◆ **Records excerpted from a collection**:
_____

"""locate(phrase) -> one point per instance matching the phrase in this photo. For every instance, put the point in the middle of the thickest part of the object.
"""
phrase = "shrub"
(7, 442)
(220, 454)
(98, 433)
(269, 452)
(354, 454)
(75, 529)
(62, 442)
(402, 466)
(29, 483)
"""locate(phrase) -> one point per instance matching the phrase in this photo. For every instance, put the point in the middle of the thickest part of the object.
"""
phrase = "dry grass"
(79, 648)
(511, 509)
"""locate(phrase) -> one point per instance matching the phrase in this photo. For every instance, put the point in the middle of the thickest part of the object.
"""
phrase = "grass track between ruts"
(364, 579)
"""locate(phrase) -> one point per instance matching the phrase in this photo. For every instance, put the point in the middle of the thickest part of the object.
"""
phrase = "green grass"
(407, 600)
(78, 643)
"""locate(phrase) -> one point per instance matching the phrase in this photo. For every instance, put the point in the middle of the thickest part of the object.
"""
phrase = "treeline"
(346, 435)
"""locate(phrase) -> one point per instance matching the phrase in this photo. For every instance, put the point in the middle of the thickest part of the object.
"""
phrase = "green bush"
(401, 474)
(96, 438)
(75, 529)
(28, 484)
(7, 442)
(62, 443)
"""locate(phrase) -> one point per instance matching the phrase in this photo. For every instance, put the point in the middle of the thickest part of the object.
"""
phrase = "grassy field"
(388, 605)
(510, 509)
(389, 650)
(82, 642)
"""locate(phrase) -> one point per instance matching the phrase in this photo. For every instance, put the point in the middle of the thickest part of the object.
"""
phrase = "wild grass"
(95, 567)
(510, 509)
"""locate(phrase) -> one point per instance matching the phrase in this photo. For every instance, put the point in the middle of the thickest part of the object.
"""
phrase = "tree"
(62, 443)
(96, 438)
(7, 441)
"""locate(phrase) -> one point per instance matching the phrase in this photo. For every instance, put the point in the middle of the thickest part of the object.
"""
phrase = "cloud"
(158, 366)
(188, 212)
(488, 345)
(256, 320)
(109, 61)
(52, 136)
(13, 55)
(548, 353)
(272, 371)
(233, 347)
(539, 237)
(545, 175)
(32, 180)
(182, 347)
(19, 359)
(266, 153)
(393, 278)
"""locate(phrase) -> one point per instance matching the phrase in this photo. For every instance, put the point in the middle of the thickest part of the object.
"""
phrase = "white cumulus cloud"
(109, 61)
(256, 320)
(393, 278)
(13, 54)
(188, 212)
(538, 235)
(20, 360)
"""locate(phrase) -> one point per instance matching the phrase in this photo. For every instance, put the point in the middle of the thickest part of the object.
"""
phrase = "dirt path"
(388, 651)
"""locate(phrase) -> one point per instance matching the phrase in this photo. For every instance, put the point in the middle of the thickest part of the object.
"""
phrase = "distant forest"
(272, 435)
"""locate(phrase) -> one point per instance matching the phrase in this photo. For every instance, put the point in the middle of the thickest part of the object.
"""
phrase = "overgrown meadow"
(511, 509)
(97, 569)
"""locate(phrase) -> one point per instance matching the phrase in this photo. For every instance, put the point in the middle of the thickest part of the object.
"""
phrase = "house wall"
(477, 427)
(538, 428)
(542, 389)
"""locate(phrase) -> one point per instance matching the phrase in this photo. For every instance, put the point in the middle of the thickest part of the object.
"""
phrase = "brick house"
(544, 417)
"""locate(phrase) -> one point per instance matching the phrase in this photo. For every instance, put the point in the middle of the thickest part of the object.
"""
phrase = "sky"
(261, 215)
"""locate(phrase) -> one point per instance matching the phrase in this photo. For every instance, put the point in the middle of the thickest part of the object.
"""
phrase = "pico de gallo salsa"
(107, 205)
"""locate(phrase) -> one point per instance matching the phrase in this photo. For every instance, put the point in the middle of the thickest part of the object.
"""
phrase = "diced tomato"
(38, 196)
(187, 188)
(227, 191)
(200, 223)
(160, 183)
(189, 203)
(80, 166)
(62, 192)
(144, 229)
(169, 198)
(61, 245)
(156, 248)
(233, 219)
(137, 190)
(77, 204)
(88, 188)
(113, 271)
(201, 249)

_____

◆ **WHAT YOU HAVE TO DO**: Nothing in the records should be altered when they are written out again.

◆ **WRITTEN ANSWER**:
"""locate(phrase) -> one point per instance matching the phrase in this photo. For every instance, put the point in the middle of the thickest part of the object.
"""
phrase = "shrub"
(7, 442)
(220, 454)
(98, 433)
(269, 452)
(354, 454)
(75, 529)
(62, 442)
(402, 466)
(29, 483)
"""locate(phrase) -> one point per instance matching the phrase in this photo. For every instance, put the point in the middle of the thickest part of the object.
"""
phrase = "dry grass"
(79, 648)
(511, 509)
"""locate(phrase) -> one point per instance matching the phrase in this photo. For every instance, put the point in the middle of the thickest part of the object.
"""
phrase = "grass track between ruts"
(364, 579)
"""locate(phrase) -> one point per instance matching the phrase in this photo. For every instance, put the point in the middle of the thickest part of the object.
"""
phrase = "green grass"
(407, 600)
(78, 643)
"""locate(phrase) -> one point per instance matching the phrase in this photo. For every instance, put the point in the middle of the thickest part of the object.
"""
phrase = "treeline"
(346, 435)
"""locate(phrase) -> one point per instance matching the phrase in this photo. For every instance, put the point in the middle of the thickest part of the object.
"""
phrase = "green bush"
(401, 474)
(96, 438)
(75, 529)
(28, 484)
(7, 442)
(62, 443)
"""locate(phrase) -> one point per instance matching the phrase in this photo. For every instance, put the point in the middle of the thickest part of the object.
"""
phrase = "grassy field"
(388, 605)
(510, 509)
(389, 650)
(82, 642)
"""locate(phrase) -> one point per instance matching the phrase in this photo. For every instance, put the point in the middle of the thickest part of the object.
"""
phrase = "wild grass"
(95, 567)
(510, 509)
"""locate(phrase) -> one point per instance matching the phrase in this photo. For every instance, put the point in the middle of the thickest part of the object.
"""
phrase = "tree"
(62, 443)
(96, 438)
(7, 441)
"""locate(phrase) -> one point per instance matching the phrase in this photo. For every instance, put the point in the middle of the thickest part of the object.
"""
phrase = "cloud"
(158, 366)
(188, 212)
(488, 345)
(256, 320)
(109, 61)
(52, 136)
(13, 55)
(548, 353)
(272, 371)
(233, 347)
(539, 237)
(545, 175)
(32, 180)
(182, 347)
(19, 359)
(266, 153)
(393, 278)
"""locate(phrase) -> one point per instance matching the phrase in this photo. For every instance, put the point in the middle of the thickest part of the object.
"""
phrase = "white cumulus cloud"
(109, 61)
(256, 320)
(393, 278)
(13, 54)
(188, 212)
(538, 235)
(20, 360)
"""locate(phrase) -> one point per instance matching the phrase in this photo. For every instance, put the point in the middle of the thickest part of the object.
"""
phrase = "dirt path"
(388, 651)
"""locate(phrase) -> one point per instance matching the phrase in this photo. For every instance, put the point in the middle of the thickest part of the object.
"""
phrase = "distant forest"
(272, 435)
"""locate(phrase) -> one point per instance matching the phrase in this photo. For every instance, put the point in the middle of the thickest part of the object.
"""
phrase = "overgrown meadow"
(511, 509)
(97, 569)
"""locate(phrase) -> one point per instance matching the phrase in this photo. For every instance, put the point in the middle of the thickest part of the object.
"""
phrase = "house wall"
(477, 427)
(538, 428)
(542, 389)
"""locate(phrase) -> one point per instance matching the phrase in this photo. For every instance, put the point in the middle of the thickest part of the object.
"""
phrase = "brick house"
(544, 417)
"""locate(phrase) -> one point per instance matching the phrase in this photo. For every instance, put the point in the middle of the thickest part of the object.
"""
phrase = "sky"
(261, 215)
"""locate(phrase) -> one point per instance matching the phrase in this photo. For every instance, put the point in the middle of the thickest part of the object.
"""
phrase = "pico de gallo salsa"
(107, 205)
"""locate(phrase) -> one point per instance matching the phrase in this photo. For every instance, put the point in the middle of the thickest part of the object.
"""
phrase = "diced tomato"
(38, 196)
(187, 188)
(227, 191)
(200, 223)
(160, 183)
(189, 203)
(80, 166)
(62, 192)
(144, 229)
(169, 198)
(61, 245)
(156, 248)
(233, 219)
(137, 190)
(77, 204)
(88, 188)
(113, 271)
(201, 249)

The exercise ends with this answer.